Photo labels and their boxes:

■ ■ ■

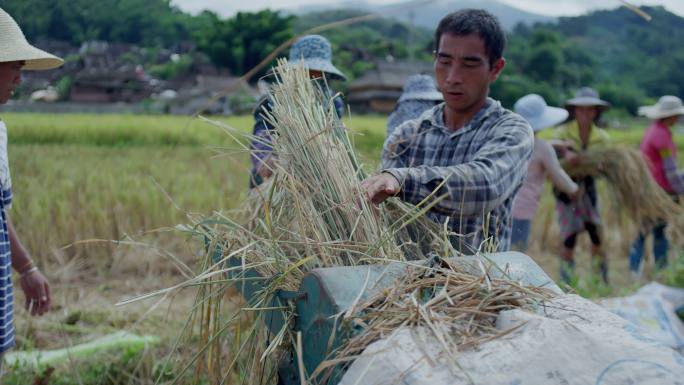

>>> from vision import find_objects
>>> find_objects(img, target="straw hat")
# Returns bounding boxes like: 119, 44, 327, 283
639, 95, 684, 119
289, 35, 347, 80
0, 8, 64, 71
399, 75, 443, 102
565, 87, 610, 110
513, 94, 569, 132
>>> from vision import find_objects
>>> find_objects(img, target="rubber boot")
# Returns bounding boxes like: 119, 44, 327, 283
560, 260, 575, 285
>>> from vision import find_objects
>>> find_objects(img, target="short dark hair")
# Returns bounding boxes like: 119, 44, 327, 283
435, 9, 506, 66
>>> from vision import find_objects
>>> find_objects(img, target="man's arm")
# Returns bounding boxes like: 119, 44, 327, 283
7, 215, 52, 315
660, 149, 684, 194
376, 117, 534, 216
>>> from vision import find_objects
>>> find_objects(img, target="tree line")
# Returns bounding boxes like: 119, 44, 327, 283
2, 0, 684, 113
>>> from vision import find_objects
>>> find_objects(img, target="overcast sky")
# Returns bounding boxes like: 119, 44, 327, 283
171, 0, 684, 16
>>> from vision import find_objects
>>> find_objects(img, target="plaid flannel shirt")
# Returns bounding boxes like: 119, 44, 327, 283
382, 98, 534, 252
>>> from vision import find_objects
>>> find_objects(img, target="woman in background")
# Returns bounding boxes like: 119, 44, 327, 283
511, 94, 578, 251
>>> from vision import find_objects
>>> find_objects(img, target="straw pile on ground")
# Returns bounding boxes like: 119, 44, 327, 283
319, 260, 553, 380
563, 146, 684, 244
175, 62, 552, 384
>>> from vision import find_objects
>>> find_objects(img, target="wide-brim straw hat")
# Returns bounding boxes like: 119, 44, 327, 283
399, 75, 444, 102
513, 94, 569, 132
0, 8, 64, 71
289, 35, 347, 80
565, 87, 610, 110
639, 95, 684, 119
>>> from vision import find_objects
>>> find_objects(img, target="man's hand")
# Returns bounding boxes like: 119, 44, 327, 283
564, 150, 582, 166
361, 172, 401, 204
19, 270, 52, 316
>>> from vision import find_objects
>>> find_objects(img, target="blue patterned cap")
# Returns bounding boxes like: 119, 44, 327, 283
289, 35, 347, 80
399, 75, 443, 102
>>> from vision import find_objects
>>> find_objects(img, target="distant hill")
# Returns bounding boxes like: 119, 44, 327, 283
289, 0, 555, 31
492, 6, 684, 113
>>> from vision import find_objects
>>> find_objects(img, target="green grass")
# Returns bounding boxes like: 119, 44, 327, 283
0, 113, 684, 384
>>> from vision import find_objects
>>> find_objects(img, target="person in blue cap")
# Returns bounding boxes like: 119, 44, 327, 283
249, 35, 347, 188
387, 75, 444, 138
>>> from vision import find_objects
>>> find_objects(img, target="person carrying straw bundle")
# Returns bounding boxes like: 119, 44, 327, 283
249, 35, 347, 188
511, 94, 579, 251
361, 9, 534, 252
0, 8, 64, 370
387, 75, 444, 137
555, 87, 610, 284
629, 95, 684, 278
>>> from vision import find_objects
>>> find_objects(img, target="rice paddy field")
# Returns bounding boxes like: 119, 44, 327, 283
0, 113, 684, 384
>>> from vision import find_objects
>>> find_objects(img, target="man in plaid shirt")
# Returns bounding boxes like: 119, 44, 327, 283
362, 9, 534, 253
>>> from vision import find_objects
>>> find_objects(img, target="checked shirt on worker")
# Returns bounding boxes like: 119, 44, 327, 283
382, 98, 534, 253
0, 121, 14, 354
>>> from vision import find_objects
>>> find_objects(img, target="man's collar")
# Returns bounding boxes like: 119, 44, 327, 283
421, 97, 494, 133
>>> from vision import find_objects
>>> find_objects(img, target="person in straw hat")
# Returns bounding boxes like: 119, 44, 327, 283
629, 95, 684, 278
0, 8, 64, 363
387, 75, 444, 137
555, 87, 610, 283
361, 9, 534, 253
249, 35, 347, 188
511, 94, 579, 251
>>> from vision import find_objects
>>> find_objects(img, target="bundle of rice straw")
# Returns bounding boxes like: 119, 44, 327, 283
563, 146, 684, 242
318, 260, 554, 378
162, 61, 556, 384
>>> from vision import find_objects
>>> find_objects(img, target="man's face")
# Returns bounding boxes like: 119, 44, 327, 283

■ ■ ■

_GIVEN PROBLEM_. Turn every line of the listing above into a numbered list, omitting blank lines and leaving out the pictures.

_REPLY_.
1. >>> from vision import find_objects
2. >>> find_objects(img, target="straw hat")
3. # Returns bounding boxes like: 119, 44, 327, 283
4. 639, 95, 684, 119
5. 289, 35, 347, 80
6. 0, 8, 64, 71
7. 399, 75, 443, 102
8. 565, 87, 610, 110
9. 513, 94, 569, 132
10. >>> from vision import find_objects
11. >>> find_objects(img, target="rubber boot")
12. # Returns bounding boxes like: 119, 44, 327, 283
13. 560, 260, 575, 285
14. >>> from vision import find_objects
15. >>> find_objects(img, target="short dark hair")
16. # Returns bounding boxes like: 119, 44, 327, 283
17. 435, 9, 506, 66
18. >>> from vision import find_objects
19. >>> find_objects(img, target="man's arm")
20. # Returns bounding boxes like: 119, 44, 327, 283
21. 7, 215, 52, 315
22. 660, 149, 684, 194
23. 376, 117, 534, 216
24. >>> from vision import find_objects
25. >>> find_objects(img, target="tree line")
26. # Returns bounding boxes like: 119, 44, 327, 283
27. 2, 0, 684, 113
28. >>> from vision import find_objects
29. >>> find_objects(img, target="overcast sky")
30. # Returns bounding boxes like: 119, 44, 327, 283
31. 171, 0, 684, 16
32. >>> from vision import find_objects
33. >>> find_objects(img, target="plaid flannel shirt")
34. # Returns bounding boxes like: 119, 44, 327, 283
35. 382, 98, 534, 252
36. >>> from vision import find_objects
37. >>> find_objects(img, target="woman in background")
38. # Returns bounding boxes like: 119, 44, 327, 283
39. 511, 94, 578, 251
40. >>> from vision import find_objects
41. >>> find_objects(img, target="straw pile on ground")
42. # Returns bounding boxes like: 119, 44, 327, 283
43. 319, 260, 553, 380
44. 563, 146, 684, 244
45. 175, 62, 552, 384
46. >>> from vision import find_objects
47. >>> find_objects(img, target="wide-brim straw hat")
48. # Returns bounding boxes like: 119, 44, 327, 283
49. 399, 75, 444, 102
50. 513, 94, 569, 132
51. 0, 8, 64, 71
52. 289, 35, 347, 80
53. 565, 87, 610, 110
54. 639, 95, 684, 119
55. >>> from vision import find_objects
56. >>> find_objects(img, target="man's hand")
57. # Returns bounding boxes like: 119, 44, 327, 283
58. 564, 150, 582, 166
59. 361, 172, 401, 204
60. 19, 270, 52, 316
61. >>> from vision import find_objects
62. >>> find_objects(img, target="blue patterned cap")
63. # Returns bounding boxes like: 119, 44, 327, 283
64. 289, 35, 347, 80
65. 399, 75, 443, 102
66. >>> from vision import find_objects
67. >>> find_objects(img, target="distant hill")
68. # Returns bounding boxes like: 119, 44, 327, 283
69. 289, 0, 555, 31
70. 492, 6, 684, 113
71. >>> from vision import find_objects
72. >>> find_objects(img, target="green grass")
73. # Returns bounding boxes like: 119, 44, 327, 283
74. 0, 113, 684, 384
75. >>> from vision import find_objects
76. >>> find_objects(img, target="person in blue cap")
77. # Returns bounding boxes like: 119, 44, 327, 283
78. 249, 35, 347, 188
79. 387, 75, 444, 138
80. >>> from vision import find_objects
81. >>> find_objects(img, target="person carrying straw bundle")
82. # Returns bounding boxes like: 119, 44, 327, 283
83. 249, 35, 347, 188
84. 511, 94, 579, 251
85. 361, 9, 534, 252
86. 0, 8, 64, 370
87. 387, 75, 444, 137
88. 555, 87, 610, 284
89. 629, 95, 684, 278
90. >>> from vision import find_objects
91. >>> find_objects(img, target="rice paddy field")
92. # Returns bounding boxes like: 119, 44, 327, 283
93. 0, 113, 684, 384
94. >>> from vision import find_objects
95. >>> find_objects(img, target="man in plaid shirt")
96. # Returns bounding boxes like: 119, 44, 327, 283
97. 362, 9, 534, 253
98. >>> from vision import find_objects
99. >>> find_objects(img, target="checked shirt on worker")
100. # Returns bounding boxes like: 119, 44, 327, 283
101. 382, 98, 534, 253
102. 0, 121, 14, 354
103. >>> from vision import find_objects
104. >>> find_objects(img, target="man's collar")
105. # Returns bounding boxes like: 119, 44, 327, 283
106. 421, 97, 494, 133
107. >>> from vision import find_objects
108. >>> find_objects(img, target="person in straw hat")
109. # Returns bounding boxes like: 119, 44, 327, 283
110. 629, 95, 684, 278
111. 0, 8, 64, 363
112. 387, 75, 444, 137
113. 555, 87, 610, 283
114. 361, 9, 534, 253
115. 249, 35, 347, 188
116. 511, 94, 579, 251
117. >>> from vision import find_objects
118. >>> find_objects(img, target="bundle of rice straw")
119. # Returns bounding boxes like: 119, 44, 327, 283
120. 563, 146, 684, 242
121. 318, 260, 554, 378
122. 162, 61, 556, 384
123. >>> from vision import find_objects
124. >>> find_objects(img, target="man's face")
125. # Returns bounding boxes like: 119, 44, 327, 283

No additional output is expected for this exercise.